(Stored dataset items)
----

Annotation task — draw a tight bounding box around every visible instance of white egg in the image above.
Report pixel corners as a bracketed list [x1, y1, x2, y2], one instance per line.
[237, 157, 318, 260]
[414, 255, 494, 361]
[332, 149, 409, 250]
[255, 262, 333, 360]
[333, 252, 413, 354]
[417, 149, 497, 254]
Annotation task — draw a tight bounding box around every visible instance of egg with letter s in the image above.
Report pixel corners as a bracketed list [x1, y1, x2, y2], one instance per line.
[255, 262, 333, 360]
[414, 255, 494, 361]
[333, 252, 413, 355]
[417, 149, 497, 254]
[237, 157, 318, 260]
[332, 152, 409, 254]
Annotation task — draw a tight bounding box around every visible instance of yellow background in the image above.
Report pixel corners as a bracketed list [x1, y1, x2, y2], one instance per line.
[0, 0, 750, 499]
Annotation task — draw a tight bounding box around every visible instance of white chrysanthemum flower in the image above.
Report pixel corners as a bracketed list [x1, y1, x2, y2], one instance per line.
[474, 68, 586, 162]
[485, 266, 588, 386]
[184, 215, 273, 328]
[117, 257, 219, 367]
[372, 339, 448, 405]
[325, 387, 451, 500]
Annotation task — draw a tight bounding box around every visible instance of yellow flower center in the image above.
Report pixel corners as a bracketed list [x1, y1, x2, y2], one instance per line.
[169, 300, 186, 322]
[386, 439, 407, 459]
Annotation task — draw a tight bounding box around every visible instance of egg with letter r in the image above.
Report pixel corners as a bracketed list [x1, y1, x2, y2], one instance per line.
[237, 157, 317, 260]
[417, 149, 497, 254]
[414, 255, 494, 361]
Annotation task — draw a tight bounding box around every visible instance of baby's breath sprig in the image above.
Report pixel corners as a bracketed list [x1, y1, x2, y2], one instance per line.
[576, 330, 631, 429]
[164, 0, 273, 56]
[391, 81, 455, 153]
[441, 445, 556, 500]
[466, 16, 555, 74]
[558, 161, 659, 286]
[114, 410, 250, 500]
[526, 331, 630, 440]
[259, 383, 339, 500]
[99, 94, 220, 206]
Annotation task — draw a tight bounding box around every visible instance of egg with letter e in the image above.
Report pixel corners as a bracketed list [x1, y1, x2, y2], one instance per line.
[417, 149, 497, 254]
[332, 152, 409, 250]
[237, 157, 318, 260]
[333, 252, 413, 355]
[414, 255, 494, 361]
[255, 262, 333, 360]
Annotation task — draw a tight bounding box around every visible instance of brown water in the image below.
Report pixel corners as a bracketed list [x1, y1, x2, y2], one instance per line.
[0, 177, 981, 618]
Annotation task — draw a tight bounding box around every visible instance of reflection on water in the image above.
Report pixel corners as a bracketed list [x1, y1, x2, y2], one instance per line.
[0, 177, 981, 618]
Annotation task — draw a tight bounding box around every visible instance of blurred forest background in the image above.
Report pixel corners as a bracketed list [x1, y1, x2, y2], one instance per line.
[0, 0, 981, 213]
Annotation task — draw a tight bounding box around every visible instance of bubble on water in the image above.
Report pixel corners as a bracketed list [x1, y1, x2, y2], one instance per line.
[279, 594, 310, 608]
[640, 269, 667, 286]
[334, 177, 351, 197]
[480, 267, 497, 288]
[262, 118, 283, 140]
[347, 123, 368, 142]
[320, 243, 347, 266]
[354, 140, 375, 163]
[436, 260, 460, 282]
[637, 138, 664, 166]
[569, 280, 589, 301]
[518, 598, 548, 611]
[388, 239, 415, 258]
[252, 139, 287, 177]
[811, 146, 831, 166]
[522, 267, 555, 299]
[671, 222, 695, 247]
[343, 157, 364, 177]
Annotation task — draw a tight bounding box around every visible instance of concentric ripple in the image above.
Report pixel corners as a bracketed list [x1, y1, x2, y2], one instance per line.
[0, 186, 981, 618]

----

_WRITTEN EXERCISE_
Reproduce every entry above verbatim, from the first line to the last.

_THE ANSWER_
Annotation task — draw a tight bounding box around every visible instance of white egg in the image above.
Report pixel corners as a bracketed list [x1, y1, x2, y2], one instance per line.
[237, 157, 318, 260]
[414, 255, 494, 361]
[332, 149, 409, 250]
[255, 262, 333, 360]
[333, 252, 413, 354]
[417, 149, 497, 254]
Annotation task — draw a tight bounding box around every visible instance of egg with letter s in the image above.
Report pixel corners as a bracketed list [x1, y1, x2, y2], one instance per line.
[255, 262, 333, 360]
[414, 255, 494, 361]
[333, 252, 413, 355]
[417, 149, 497, 254]
[237, 157, 318, 260]
[332, 152, 409, 254]
Annotation task — draw a tight bounding box around every visible instance of yellow background in the image above.
Report pixel corners as a bracketed list [x1, y1, x2, y2], one instance per line.
[0, 0, 750, 499]
Annotation task — draw a tight bounding box around every visible instance of white chrysanthemum flower in the image above.
Report pixel corners as a bracketed list [x1, y1, x2, y2], one instance per line.
[474, 68, 586, 162]
[485, 266, 588, 386]
[184, 215, 273, 328]
[117, 257, 219, 367]
[372, 339, 448, 405]
[325, 387, 451, 500]
Annotation task — draw a tight bounding box around every visible instance of yellow flower center in the image above.
Report pixel corners as a bracketed list [x1, y1, x2, y2], one instance per line.
[169, 300, 186, 322]
[386, 439, 407, 459]
Annotation task — draw a tight bounding box around every visible instance of egg with letter r in the image above.
Report pixel corners as a bracketed list [x1, y1, x2, y2], one instance per line.
[237, 157, 317, 260]
[417, 149, 497, 254]
[414, 255, 494, 361]
Annotation task — draw a tight bounding box around every visible instance of baby's breath sprig in the image above.
Report pixel corners as a bracketed list [x1, y1, x2, y2], one instance per line.
[576, 330, 631, 429]
[164, 0, 273, 56]
[391, 81, 455, 153]
[441, 445, 556, 500]
[466, 16, 555, 74]
[558, 161, 659, 286]
[114, 410, 250, 500]
[526, 331, 630, 440]
[259, 383, 339, 500]
[99, 94, 220, 206]
Annotation task — draw a tight bounding box around every visible instance of egg with letter e in the image above.
Report pixel corners as a bracketed list [x1, y1, x2, y2], one instance per line.
[417, 149, 497, 254]
[332, 152, 409, 250]
[237, 157, 318, 260]
[333, 252, 413, 355]
[414, 255, 494, 361]
[255, 262, 333, 360]
Annotation task — draw a tight bounding box around every visible instance of brown water in the image below.
Report pixel corners as a bracketed list [x1, y1, x2, y2], one instance per line.
[0, 177, 981, 618]
Annotation task — draw a tight bounding box around every visible instance of reflection on water in the image above.
Report pixel corners as a bracketed list [x1, y1, x2, y2], one instance per line.
[0, 177, 981, 618]
Annotation task — draw a tight bounding box around every visible instance of blurred forest background in the image above.
Report pixel corners as a bracketed list [x1, y1, x2, y2], one instance per line.
[0, 0, 981, 213]
Annotation task — draw a tight bounding box around every visible instance of bubble on water in the image above.
Report pixel corners as a bracketed list [x1, y1, x2, y2], one instance per line.
[279, 594, 310, 608]
[640, 269, 667, 286]
[334, 177, 351, 197]
[480, 267, 497, 288]
[262, 118, 283, 140]
[347, 123, 368, 142]
[320, 243, 347, 266]
[354, 140, 375, 163]
[436, 260, 460, 282]
[637, 138, 664, 166]
[569, 280, 589, 301]
[518, 598, 548, 611]
[388, 239, 415, 258]
[252, 139, 287, 177]
[811, 146, 831, 166]
[522, 267, 555, 299]
[671, 222, 695, 247]
[343, 157, 364, 177]
Annotation task — draw a tight bounding box around every visible instance of concentric ripple in the image above.
Report pixel corners as a bracketed list [x1, y1, x2, y2], one instance per line.
[0, 186, 981, 618]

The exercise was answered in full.